→ Description of the task: Where the records below show the word "shorts" in a line, please copy that line.

Top of Dataset content

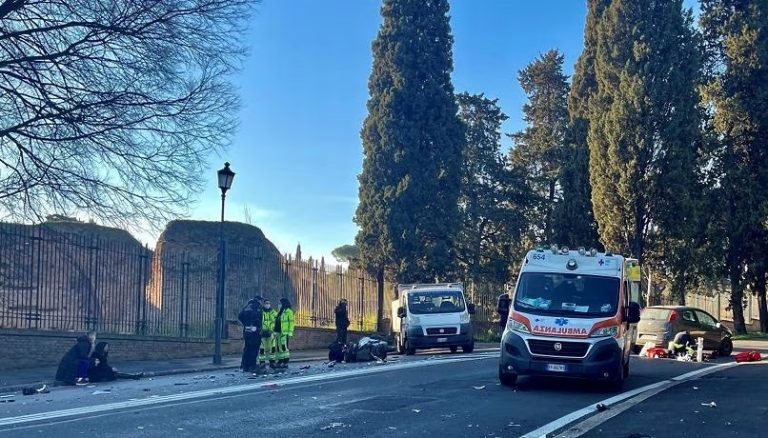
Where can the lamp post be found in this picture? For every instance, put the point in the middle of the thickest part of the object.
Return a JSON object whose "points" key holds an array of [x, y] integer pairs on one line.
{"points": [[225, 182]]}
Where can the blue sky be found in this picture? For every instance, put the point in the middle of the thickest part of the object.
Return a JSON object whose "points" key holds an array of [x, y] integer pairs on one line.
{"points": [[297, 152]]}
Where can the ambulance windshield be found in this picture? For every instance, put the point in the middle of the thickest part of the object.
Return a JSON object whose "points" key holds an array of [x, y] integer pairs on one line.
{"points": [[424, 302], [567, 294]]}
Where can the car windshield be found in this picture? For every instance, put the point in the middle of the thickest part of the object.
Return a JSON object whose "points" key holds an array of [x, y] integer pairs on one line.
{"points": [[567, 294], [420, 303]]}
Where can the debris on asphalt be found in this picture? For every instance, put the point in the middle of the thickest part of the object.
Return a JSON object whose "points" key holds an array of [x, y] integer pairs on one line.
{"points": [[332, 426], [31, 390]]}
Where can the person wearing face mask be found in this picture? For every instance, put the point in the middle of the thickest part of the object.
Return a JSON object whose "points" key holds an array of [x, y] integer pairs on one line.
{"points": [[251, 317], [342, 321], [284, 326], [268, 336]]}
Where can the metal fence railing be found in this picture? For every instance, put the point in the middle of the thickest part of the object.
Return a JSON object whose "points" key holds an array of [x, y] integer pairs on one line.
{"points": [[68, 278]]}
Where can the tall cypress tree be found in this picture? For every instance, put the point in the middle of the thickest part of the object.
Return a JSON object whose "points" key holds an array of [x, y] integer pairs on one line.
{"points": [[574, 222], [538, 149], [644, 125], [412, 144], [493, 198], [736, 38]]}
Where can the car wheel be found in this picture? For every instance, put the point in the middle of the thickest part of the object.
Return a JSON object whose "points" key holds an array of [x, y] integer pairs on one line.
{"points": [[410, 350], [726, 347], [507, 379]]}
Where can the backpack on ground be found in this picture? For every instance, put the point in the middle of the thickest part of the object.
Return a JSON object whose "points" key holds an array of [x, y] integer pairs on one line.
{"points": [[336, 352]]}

Bottom of Dataset content
Top of Dataset content

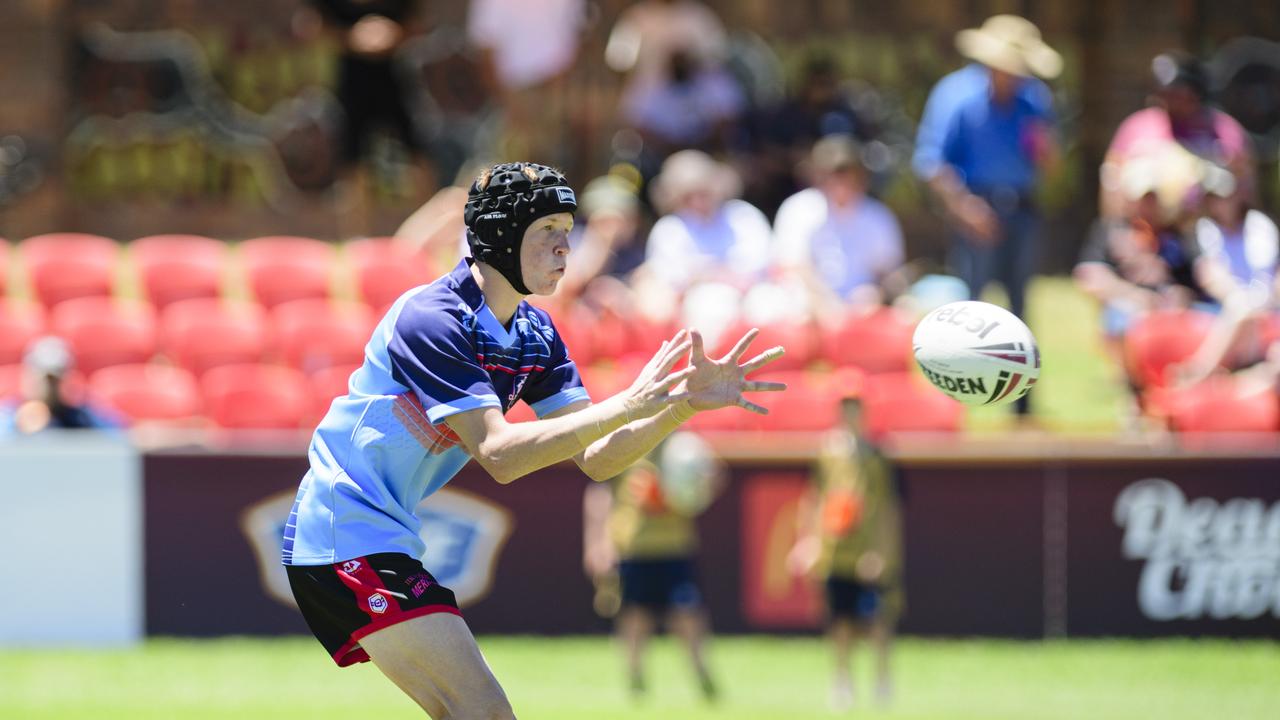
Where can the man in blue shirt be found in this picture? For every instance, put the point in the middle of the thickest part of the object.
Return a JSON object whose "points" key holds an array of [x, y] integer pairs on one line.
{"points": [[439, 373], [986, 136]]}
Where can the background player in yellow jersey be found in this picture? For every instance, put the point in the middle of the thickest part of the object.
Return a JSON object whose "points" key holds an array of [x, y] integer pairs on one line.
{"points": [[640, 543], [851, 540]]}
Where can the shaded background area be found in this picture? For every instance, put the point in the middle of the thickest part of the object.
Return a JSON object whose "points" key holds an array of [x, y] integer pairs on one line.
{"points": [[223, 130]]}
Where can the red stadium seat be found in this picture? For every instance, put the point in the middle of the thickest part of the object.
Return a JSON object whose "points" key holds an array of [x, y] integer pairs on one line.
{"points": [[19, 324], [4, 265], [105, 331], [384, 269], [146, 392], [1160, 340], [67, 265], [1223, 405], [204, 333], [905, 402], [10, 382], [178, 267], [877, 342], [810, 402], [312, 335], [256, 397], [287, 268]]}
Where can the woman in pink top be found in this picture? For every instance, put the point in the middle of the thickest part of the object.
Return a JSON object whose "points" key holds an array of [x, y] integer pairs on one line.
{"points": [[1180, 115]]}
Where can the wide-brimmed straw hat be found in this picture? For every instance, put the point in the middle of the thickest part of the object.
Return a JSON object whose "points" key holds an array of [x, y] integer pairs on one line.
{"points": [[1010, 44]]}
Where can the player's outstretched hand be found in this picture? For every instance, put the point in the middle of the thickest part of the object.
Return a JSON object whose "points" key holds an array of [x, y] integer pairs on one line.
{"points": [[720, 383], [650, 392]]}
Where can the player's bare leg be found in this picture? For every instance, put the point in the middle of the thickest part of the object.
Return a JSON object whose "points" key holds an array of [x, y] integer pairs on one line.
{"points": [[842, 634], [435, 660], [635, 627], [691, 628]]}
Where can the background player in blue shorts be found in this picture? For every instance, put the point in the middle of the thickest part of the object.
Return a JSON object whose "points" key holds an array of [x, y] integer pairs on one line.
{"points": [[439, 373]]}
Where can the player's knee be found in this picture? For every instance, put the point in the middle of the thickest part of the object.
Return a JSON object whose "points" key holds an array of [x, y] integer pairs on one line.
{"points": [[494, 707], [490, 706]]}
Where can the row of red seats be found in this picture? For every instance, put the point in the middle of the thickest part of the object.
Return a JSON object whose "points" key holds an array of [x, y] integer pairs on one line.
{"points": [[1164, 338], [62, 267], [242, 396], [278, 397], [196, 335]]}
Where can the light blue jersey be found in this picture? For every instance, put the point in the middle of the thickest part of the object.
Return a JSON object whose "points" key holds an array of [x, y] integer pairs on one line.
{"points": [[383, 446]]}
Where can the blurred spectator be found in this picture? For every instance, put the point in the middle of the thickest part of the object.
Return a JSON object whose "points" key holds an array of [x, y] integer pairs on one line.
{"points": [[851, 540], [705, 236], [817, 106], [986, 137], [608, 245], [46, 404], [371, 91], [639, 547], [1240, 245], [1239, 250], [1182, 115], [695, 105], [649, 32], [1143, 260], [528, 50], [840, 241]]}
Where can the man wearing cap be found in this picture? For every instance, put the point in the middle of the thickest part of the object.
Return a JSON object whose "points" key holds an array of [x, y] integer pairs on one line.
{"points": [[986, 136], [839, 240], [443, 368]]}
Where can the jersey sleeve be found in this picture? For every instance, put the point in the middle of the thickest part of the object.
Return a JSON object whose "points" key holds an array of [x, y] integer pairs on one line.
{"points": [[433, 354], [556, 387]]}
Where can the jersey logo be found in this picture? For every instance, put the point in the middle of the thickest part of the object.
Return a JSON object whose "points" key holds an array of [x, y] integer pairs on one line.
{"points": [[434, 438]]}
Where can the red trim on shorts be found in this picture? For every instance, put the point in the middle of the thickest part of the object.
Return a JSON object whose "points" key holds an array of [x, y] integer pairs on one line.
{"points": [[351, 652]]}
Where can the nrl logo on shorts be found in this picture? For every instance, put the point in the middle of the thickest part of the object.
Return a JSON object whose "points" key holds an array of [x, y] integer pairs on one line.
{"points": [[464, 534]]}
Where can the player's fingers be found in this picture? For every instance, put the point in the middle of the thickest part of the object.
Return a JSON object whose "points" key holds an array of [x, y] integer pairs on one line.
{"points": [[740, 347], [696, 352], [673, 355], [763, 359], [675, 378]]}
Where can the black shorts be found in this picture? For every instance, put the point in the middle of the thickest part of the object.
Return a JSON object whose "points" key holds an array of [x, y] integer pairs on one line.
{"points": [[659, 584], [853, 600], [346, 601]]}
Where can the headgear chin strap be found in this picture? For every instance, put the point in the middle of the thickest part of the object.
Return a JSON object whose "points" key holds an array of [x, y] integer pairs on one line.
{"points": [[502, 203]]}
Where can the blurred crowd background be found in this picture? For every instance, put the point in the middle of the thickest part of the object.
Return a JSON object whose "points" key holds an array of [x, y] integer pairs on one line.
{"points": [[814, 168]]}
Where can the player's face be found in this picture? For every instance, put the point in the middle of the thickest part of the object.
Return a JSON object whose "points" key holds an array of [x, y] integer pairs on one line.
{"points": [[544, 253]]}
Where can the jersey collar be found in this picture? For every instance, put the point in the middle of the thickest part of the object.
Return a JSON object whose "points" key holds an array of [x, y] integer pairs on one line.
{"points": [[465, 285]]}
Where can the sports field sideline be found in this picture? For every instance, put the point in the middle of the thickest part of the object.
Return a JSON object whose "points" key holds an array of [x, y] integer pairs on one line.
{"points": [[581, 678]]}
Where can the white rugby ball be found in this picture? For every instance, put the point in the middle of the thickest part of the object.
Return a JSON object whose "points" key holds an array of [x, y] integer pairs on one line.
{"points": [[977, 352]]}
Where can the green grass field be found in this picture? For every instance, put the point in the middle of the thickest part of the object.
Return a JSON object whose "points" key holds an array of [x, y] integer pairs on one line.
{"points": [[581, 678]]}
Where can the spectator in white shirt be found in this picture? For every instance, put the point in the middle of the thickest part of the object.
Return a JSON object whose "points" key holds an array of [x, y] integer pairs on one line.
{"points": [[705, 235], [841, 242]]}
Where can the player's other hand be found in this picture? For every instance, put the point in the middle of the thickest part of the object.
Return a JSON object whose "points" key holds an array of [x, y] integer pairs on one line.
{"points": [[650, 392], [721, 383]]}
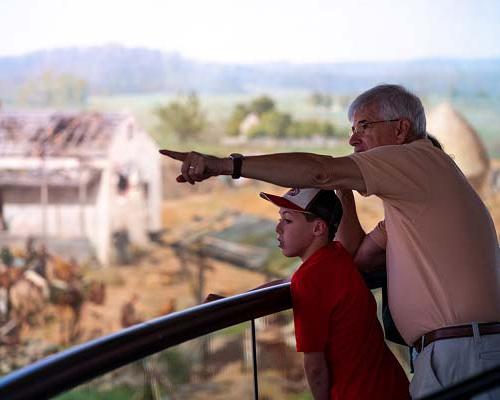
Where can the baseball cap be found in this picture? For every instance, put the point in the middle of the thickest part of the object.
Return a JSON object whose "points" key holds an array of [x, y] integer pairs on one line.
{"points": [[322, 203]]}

Bottom of Dataset content
Top of Dataset content

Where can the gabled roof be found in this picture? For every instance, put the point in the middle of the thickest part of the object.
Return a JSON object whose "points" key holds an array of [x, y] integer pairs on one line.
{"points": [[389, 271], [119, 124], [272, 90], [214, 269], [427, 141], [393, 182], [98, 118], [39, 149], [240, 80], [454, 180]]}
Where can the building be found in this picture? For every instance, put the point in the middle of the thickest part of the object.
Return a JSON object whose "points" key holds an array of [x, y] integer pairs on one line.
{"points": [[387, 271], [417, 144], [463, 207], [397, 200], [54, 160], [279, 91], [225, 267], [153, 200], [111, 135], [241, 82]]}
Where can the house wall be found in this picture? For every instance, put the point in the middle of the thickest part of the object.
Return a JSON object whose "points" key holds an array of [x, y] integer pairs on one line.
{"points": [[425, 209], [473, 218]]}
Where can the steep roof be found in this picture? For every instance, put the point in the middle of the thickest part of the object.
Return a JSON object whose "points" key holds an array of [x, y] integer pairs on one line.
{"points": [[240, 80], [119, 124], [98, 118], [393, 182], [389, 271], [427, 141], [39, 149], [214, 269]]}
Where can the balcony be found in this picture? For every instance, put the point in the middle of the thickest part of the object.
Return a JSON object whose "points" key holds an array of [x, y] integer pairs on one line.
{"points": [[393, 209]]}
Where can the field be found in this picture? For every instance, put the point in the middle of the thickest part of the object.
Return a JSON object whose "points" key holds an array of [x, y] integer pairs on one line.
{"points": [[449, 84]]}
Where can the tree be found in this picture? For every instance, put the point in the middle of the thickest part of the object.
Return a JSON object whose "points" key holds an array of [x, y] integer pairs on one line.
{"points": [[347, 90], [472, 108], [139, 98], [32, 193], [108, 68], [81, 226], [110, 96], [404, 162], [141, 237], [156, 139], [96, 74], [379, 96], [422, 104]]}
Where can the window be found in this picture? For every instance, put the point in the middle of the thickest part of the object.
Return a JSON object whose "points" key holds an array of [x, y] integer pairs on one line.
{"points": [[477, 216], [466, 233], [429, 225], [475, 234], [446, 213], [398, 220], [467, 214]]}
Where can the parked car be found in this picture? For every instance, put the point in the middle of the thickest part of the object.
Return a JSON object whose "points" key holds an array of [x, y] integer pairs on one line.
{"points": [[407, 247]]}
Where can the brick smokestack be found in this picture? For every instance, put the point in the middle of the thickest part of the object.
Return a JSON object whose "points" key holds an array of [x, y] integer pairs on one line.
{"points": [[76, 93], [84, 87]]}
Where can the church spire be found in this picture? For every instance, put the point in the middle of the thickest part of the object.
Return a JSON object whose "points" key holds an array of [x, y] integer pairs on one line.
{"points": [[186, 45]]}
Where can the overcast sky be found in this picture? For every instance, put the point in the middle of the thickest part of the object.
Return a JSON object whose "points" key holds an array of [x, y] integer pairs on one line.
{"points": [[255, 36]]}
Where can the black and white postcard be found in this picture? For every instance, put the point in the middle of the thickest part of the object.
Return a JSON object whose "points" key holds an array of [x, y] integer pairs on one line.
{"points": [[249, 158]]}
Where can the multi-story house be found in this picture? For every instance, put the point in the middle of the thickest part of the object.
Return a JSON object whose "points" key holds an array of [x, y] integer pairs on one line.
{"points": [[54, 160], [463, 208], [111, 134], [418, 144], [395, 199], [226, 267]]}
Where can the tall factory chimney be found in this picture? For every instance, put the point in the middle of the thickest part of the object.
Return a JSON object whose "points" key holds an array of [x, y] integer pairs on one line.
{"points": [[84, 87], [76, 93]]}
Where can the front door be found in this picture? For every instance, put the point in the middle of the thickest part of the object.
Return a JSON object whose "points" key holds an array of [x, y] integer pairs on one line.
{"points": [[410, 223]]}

Bottom of Dataset content

→ Your solution:
Where can the background player in blue shorts be found in this picture? For every instance, put the point in the middle of the thickest part of the object.
Where can the red trim on shorts be found in this picture? For every instance, put the point in the middle of the thickest part of the object.
Where can the nrl logo on shorts be found in this picture? For every instance, put the point in the middle of the thickest part of the object.
Where can the black shorts be found in this picture? For every instance, put the point in the middle of the thickest part of the object.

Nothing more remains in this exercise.